[Written instruction]: Filter the records below by the word "paved" and copy every line that contains it.

[Given information]:

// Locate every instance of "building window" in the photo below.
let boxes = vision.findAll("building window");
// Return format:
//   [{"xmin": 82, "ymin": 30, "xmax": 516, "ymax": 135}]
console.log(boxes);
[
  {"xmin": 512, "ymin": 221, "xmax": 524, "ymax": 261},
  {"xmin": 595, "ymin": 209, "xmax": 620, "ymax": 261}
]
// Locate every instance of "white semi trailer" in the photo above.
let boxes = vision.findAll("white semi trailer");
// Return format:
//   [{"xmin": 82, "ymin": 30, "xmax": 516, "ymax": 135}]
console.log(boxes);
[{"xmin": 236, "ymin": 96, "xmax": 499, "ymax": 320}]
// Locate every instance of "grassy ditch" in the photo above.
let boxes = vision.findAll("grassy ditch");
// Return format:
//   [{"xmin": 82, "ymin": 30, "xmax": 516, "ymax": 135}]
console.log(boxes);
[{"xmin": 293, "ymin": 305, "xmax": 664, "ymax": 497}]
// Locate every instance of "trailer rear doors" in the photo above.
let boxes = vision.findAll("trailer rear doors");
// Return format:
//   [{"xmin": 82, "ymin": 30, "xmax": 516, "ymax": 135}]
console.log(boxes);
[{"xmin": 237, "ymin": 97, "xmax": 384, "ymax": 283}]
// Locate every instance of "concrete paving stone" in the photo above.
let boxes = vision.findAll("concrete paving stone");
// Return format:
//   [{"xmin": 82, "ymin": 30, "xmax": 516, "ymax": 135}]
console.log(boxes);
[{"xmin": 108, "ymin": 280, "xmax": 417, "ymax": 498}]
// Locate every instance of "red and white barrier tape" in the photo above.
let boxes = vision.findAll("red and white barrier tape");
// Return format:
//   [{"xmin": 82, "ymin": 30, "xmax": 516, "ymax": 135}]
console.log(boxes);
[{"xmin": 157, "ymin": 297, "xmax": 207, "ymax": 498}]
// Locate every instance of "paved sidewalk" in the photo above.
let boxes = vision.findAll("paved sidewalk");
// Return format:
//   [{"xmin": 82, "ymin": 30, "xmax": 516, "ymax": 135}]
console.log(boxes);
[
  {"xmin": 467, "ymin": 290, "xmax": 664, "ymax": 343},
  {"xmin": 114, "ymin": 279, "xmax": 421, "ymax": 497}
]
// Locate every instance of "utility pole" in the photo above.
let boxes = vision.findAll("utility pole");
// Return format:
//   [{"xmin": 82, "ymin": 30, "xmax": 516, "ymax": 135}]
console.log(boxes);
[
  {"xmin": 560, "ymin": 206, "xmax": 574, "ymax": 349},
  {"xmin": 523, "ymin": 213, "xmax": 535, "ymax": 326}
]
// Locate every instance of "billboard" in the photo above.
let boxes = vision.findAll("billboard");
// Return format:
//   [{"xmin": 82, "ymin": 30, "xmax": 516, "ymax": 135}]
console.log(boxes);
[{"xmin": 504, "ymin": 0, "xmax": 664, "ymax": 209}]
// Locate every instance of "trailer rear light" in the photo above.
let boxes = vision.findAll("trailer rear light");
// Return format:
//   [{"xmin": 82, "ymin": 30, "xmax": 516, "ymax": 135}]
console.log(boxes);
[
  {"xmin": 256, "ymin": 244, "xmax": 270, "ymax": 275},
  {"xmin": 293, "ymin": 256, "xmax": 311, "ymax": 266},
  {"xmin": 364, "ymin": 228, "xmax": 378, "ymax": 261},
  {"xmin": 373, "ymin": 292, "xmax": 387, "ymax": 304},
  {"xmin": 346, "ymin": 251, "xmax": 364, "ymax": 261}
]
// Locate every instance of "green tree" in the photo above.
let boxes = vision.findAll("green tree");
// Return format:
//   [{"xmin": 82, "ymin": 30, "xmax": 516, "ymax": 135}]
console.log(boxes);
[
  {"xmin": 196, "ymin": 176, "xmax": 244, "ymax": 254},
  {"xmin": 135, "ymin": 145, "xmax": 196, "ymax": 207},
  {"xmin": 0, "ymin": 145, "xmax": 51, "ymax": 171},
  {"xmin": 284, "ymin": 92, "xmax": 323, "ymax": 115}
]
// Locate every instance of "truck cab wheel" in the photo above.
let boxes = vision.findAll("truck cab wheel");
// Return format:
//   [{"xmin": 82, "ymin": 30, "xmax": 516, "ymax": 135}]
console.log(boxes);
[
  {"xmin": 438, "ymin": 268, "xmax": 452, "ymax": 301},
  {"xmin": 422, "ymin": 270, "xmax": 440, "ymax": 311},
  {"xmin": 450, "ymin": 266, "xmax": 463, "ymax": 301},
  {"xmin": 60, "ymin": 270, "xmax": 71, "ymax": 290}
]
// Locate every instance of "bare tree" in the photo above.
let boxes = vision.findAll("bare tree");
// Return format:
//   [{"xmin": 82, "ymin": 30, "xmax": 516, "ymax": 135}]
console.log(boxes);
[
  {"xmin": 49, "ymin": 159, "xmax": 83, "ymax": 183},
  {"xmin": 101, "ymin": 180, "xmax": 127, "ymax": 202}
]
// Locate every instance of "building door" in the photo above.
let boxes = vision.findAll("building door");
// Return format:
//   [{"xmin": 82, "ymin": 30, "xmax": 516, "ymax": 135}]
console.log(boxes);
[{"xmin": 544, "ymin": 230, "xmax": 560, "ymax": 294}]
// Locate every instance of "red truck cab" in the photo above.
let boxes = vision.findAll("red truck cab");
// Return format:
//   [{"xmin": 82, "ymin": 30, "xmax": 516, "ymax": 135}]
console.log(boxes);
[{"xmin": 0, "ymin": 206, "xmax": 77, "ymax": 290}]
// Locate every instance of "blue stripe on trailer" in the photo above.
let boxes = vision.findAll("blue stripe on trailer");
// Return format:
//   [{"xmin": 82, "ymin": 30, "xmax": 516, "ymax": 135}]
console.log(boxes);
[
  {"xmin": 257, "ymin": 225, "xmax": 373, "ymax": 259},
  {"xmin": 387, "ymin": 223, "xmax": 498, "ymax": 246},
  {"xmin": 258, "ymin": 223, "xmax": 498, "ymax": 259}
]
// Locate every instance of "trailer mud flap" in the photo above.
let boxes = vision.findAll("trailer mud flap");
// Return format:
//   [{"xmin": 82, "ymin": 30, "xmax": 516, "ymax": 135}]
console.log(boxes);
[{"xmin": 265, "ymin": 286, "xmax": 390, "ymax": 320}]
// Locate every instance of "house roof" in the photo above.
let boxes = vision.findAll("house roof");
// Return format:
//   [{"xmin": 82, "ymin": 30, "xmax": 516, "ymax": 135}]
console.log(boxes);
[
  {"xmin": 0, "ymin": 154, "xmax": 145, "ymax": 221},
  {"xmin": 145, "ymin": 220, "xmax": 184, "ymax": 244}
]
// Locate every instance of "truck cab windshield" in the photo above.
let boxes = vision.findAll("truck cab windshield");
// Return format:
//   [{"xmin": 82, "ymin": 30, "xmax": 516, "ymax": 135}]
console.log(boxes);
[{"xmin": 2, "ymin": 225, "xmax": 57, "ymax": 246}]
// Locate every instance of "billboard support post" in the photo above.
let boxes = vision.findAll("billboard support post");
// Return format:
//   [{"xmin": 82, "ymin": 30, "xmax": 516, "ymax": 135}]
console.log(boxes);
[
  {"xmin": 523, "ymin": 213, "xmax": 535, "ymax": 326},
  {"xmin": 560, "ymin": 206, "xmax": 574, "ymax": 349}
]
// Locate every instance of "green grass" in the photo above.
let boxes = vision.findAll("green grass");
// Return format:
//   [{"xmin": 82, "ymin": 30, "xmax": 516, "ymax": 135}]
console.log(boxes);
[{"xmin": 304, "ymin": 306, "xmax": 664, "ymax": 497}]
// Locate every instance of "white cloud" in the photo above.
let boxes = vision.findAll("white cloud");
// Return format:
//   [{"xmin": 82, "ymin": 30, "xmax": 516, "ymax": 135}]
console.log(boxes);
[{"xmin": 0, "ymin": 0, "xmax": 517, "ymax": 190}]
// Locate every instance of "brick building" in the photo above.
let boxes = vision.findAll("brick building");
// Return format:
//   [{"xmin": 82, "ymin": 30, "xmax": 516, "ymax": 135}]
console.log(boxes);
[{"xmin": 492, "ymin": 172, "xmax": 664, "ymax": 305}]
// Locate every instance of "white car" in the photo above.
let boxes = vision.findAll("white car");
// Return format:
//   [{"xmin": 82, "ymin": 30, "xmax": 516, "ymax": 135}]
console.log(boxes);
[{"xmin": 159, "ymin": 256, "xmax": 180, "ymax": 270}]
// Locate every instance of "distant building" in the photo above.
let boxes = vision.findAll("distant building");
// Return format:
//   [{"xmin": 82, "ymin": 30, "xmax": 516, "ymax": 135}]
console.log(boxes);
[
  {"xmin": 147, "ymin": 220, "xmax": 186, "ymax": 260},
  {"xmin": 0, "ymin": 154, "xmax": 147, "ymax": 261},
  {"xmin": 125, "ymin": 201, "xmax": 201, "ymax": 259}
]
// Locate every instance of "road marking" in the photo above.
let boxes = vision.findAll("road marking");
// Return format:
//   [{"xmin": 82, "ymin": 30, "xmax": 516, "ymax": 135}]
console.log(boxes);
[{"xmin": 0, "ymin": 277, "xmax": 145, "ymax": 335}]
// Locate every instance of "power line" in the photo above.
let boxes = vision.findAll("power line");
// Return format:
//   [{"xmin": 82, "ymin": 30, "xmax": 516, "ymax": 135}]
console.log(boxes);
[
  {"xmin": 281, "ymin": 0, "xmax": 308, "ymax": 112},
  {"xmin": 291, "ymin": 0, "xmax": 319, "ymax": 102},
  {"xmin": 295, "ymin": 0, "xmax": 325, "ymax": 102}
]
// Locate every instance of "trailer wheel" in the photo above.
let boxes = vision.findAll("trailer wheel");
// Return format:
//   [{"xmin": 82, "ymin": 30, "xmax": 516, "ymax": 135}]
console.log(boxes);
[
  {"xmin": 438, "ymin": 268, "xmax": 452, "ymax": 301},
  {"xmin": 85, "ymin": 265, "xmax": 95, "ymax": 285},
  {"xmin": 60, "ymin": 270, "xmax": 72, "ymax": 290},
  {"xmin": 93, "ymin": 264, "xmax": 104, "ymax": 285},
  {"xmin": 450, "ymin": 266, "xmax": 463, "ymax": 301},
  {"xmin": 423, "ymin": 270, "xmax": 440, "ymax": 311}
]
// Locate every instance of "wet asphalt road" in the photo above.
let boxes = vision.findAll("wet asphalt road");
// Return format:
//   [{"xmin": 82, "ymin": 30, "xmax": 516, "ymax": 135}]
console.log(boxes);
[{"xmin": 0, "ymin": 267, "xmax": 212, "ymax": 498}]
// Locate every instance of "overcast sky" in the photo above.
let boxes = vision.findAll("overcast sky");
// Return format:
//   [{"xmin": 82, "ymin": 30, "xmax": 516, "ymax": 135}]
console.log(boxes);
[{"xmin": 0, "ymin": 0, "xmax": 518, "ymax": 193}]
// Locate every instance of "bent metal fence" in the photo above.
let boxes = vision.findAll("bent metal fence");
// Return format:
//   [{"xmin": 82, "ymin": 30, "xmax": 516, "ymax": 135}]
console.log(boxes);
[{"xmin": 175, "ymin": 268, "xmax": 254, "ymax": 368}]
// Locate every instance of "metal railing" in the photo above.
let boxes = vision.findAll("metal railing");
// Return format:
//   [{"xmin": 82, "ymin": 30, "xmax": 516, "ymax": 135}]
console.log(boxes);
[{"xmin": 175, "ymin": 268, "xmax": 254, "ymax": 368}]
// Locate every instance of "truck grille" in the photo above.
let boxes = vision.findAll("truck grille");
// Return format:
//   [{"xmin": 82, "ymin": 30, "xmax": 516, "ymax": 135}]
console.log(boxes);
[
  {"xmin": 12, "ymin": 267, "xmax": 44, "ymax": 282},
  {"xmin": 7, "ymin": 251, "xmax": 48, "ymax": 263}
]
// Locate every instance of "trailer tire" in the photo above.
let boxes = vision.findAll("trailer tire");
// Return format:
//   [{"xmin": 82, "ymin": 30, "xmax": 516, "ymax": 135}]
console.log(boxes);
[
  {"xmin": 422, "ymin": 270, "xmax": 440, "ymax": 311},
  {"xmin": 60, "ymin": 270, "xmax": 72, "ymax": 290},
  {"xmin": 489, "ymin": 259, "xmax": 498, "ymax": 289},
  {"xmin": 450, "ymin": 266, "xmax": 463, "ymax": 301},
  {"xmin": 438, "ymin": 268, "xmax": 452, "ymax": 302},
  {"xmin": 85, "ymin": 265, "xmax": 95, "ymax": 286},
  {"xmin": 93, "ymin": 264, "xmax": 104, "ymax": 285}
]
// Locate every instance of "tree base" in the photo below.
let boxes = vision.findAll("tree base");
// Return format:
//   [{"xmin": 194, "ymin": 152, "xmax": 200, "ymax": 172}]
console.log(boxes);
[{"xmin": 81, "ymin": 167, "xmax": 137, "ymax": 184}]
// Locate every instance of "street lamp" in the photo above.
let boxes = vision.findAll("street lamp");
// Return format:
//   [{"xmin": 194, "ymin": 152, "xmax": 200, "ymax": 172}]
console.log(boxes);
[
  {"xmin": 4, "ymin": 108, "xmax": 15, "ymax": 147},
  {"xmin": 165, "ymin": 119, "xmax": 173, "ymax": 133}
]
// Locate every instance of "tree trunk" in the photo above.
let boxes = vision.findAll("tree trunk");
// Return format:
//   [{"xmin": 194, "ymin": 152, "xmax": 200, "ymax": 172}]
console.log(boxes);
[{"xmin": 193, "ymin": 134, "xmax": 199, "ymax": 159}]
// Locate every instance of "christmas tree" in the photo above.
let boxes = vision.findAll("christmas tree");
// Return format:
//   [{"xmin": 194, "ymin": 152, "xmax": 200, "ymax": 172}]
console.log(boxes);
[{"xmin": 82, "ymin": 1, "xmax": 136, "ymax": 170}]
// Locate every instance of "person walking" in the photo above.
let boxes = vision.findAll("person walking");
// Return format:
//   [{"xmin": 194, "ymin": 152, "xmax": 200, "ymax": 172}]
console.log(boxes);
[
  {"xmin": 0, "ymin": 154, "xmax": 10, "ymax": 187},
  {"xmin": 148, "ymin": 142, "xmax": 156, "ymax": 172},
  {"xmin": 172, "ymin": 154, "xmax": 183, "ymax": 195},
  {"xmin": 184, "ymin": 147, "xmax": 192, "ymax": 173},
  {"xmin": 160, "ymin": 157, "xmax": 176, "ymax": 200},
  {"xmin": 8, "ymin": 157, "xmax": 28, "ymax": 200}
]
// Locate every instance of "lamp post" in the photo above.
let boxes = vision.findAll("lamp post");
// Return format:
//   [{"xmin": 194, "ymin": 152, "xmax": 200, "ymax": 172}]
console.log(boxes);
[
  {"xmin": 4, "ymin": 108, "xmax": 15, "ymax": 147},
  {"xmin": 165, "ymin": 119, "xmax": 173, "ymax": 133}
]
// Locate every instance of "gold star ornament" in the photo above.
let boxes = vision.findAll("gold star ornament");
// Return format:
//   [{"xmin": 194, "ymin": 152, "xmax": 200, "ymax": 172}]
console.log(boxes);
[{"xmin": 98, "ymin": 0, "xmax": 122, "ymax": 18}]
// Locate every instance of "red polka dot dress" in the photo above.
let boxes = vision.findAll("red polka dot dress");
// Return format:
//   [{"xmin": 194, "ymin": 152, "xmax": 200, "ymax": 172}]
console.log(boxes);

[Response]:
// Locate every instance of "paved sidewalk" in the photo above.
let boxes = vision.findAll("paved sidewalk");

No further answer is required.